>> start PROVIDED INFORMATION

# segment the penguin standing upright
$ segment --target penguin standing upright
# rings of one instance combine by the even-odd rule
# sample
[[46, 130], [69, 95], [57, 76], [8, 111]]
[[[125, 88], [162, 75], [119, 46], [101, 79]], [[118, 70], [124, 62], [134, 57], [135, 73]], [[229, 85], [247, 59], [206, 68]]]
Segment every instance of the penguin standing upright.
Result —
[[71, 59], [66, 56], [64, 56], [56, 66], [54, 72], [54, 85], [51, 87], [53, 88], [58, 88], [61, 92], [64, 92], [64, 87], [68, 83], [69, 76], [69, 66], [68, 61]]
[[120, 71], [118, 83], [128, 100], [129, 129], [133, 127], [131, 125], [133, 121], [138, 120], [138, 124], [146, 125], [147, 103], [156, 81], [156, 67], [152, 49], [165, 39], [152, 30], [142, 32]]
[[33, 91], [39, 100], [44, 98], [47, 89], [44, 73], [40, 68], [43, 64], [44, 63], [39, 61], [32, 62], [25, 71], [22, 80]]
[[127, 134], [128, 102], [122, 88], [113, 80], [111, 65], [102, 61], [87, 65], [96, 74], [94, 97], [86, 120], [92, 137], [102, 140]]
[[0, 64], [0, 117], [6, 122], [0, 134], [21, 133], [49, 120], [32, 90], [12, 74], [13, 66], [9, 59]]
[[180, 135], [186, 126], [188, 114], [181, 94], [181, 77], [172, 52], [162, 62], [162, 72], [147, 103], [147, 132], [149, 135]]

>> end PROVIDED INFORMATION
>> start PROVIDED INFORMATION

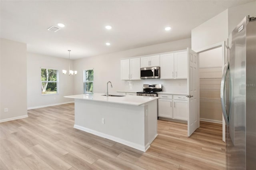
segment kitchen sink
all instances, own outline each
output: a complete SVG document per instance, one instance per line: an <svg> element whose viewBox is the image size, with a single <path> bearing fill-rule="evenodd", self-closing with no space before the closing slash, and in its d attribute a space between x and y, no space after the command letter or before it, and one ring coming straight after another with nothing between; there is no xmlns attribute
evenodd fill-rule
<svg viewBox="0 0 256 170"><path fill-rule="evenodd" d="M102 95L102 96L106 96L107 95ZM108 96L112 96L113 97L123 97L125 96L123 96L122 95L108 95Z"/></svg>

>> end PROVIDED INFORMATION
>> start PROVIDED INFORMATION

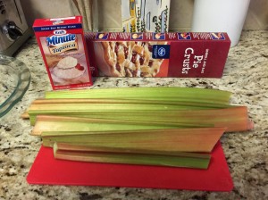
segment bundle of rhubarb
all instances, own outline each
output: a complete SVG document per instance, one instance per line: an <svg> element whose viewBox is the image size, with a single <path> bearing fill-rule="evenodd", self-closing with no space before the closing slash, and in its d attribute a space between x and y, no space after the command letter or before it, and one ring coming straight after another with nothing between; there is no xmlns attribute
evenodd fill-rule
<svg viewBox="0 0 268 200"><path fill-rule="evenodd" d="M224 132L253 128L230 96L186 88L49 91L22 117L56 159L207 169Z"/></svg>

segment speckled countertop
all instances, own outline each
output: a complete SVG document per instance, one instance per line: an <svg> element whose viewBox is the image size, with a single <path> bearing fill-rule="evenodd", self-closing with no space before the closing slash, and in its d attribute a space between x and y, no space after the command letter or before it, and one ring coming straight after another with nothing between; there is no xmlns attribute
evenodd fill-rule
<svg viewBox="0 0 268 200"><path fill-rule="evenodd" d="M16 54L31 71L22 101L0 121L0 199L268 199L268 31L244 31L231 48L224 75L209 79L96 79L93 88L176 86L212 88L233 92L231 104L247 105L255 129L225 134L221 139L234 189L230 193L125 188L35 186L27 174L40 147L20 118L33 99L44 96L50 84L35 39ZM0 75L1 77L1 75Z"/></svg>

>> end PROVIDED INFORMATION

PROBLEM DETAILS: Rewrite the records starting at the line containing "segment speckled countertop" and ending at the line containing "54L31 71L22 101L0", with "speckled" changed to "polished" and everything else left as it is.

ANSWER TO THE EXERCISE:
segment polished countertop
all instances, own outline each
output: a complete SVG document per instance, one instance per line: an <svg> element whose viewBox is the image size, with a single <path> bearing fill-rule="evenodd", self-closing with no space before the closing slash, and in its d attribute a space between x and y, no space after the command letter or before it, and one ring coming straight after another with nothing between; there is no xmlns attribute
evenodd fill-rule
<svg viewBox="0 0 268 200"><path fill-rule="evenodd" d="M16 54L31 71L22 101L0 121L0 199L268 199L268 31L244 31L231 48L224 75L209 79L96 79L93 88L176 86L212 88L233 92L231 104L247 105L255 129L225 134L221 139L234 189L230 193L125 188L35 186L27 174L40 147L20 118L33 99L44 96L50 84L35 39ZM0 75L1 77L1 75Z"/></svg>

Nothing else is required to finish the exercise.